There is a problem of trying to shoehorn all of the 
systems research out there into one system.  We 
do have coupling problems that lead to incoherence 
in multi-vendor and open systems acquisitions. 

One has to look at use cases, determine criticality, and choose 
a system that meets the requirements.  Picking XML is easy.  
Choosing among the overlapping application languages is 
harder.  That is a buy oriented problem.  The decision of 
which language to implement is made harder by the overlaps 
in the core specifications and the hidden assumptions, 
the most famous being, what does a namespace URI point to 
if anything?  Specs churn, then the tools churn, and 
we never close on a working model.  We stay in experimental 
mode and the results are hard to come by.  For that reason, 
we have a virtual one-browser system, and a monopoly that 
while criticized widely, is doing a credible and necessary job.

» Supplied records
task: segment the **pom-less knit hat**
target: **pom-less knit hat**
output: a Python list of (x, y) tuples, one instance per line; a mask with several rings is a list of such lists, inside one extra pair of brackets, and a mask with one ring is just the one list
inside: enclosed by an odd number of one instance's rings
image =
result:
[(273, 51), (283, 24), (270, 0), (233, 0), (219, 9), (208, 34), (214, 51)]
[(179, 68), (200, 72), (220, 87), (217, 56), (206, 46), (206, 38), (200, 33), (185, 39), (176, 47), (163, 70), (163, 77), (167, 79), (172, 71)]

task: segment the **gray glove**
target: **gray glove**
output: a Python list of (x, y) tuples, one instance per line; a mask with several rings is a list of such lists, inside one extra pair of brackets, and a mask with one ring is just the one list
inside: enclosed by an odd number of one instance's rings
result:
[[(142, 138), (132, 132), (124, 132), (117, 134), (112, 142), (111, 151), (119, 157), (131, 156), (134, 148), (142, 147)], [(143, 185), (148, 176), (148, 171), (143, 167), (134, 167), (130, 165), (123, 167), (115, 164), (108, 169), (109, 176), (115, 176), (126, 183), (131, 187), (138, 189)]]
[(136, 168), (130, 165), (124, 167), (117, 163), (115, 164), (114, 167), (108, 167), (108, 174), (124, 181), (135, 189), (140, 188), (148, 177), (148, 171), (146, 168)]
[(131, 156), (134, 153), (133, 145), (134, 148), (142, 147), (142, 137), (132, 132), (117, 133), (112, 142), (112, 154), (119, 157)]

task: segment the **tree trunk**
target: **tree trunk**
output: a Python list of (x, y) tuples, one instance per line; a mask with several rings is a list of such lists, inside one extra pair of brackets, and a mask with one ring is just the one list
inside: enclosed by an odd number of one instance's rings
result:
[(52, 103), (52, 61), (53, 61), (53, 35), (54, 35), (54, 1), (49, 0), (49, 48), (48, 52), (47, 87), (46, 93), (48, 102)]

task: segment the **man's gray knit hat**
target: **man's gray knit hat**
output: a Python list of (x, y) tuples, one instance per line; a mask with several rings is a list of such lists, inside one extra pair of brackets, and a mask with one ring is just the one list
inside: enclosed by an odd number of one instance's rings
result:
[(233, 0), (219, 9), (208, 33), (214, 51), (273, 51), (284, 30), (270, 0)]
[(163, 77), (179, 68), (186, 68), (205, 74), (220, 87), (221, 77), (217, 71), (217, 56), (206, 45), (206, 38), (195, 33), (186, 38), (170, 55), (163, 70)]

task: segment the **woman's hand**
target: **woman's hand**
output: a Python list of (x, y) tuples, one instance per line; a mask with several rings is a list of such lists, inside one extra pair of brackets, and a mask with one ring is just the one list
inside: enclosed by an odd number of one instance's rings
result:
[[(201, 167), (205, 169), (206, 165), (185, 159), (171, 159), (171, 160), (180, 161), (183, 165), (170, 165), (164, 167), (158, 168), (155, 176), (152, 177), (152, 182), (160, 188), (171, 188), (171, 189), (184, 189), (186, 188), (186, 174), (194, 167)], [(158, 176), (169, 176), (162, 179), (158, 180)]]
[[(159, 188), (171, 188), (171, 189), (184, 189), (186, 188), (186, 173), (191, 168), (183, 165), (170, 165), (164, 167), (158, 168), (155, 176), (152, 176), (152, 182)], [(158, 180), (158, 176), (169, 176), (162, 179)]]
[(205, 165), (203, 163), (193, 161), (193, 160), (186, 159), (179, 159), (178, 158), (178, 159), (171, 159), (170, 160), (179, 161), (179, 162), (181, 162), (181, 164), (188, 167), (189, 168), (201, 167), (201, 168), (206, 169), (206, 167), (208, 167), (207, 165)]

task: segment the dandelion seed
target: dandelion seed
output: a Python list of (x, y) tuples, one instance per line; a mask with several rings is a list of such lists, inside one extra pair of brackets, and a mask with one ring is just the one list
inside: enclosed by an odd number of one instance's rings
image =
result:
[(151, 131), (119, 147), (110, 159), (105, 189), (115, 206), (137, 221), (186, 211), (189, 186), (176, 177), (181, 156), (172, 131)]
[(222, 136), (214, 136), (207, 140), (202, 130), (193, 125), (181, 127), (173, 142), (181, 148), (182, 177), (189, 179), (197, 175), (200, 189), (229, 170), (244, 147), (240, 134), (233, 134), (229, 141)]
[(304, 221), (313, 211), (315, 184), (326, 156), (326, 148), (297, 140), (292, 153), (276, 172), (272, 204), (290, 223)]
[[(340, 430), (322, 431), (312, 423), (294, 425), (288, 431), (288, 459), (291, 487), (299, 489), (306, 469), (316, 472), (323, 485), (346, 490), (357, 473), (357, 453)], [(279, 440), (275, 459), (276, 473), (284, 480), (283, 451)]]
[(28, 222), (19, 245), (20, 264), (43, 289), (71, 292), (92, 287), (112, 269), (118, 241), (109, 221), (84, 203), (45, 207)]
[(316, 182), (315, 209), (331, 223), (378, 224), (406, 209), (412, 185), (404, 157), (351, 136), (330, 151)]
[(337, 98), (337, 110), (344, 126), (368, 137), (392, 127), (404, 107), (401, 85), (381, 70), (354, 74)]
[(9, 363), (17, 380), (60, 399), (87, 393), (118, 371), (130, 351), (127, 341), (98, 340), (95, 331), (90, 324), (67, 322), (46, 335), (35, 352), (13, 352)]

» Problems and tasks
- A) Could you scale the entries starting at the line containing "task: segment the **gray glove**" and ending at the line containing "154), (119, 157)]", writing out every one of those lines again, requests included, with each answer coordinate multiplied by 1.45 and rounded to a whole number, halves rounding up? Give only those lines.
- B) How would you finish out the next part of the passage about choosing among overlapping XML application languages, picking up right after its final sentence?

» Per-task outputs
- A)
task: segment the **gray glove**
target: **gray glove**
output: a Python list of (x, y) tuples, one instance per line; a mask with several rings is a list of such lists, inside one extra pair of brackets, and a mask with one ring is just the one list
inside: enclosed by an odd number of one instance's rings
result:
[[(206, 200), (191, 191), (180, 191), (170, 194), (162, 206), (161, 219), (173, 228), (190, 226), (194, 215), (206, 213)], [(207, 268), (215, 255), (215, 248), (207, 242), (194, 242), (189, 239), (178, 242), (167, 238), (157, 245), (158, 255), (167, 255), (183, 265), (190, 271), (200, 274)]]
[(197, 244), (189, 239), (180, 242), (170, 236), (167, 238), (165, 242), (157, 242), (157, 252), (180, 262), (196, 274), (203, 273), (215, 257), (215, 248), (212, 244)]
[(190, 226), (194, 222), (193, 210), (194, 215), (206, 213), (206, 199), (191, 191), (170, 193), (162, 206), (162, 223), (173, 228)]

- B)
len

-----Original Message-----
From: Ann Navarro [mailto:ann@w...]


>From: <mailto:tnutman@s...>Tim Nutman
>
>How many research, standards bodies, commercial and home "users" were 
>involved
>in the creation of the HTML specifications? How does that number compare 
>to today
>and the number of those involved in the creation of XML and XML-"thingy" 
>specifications
>and technologies.

Apples and oranges. HTML was a single, non-extensible (at least by 
definition) document. XML by design is a framework for other development 
efforts. There should be no surprise that more people are involved in 
creating XML specs -- that's what they're supposed to do.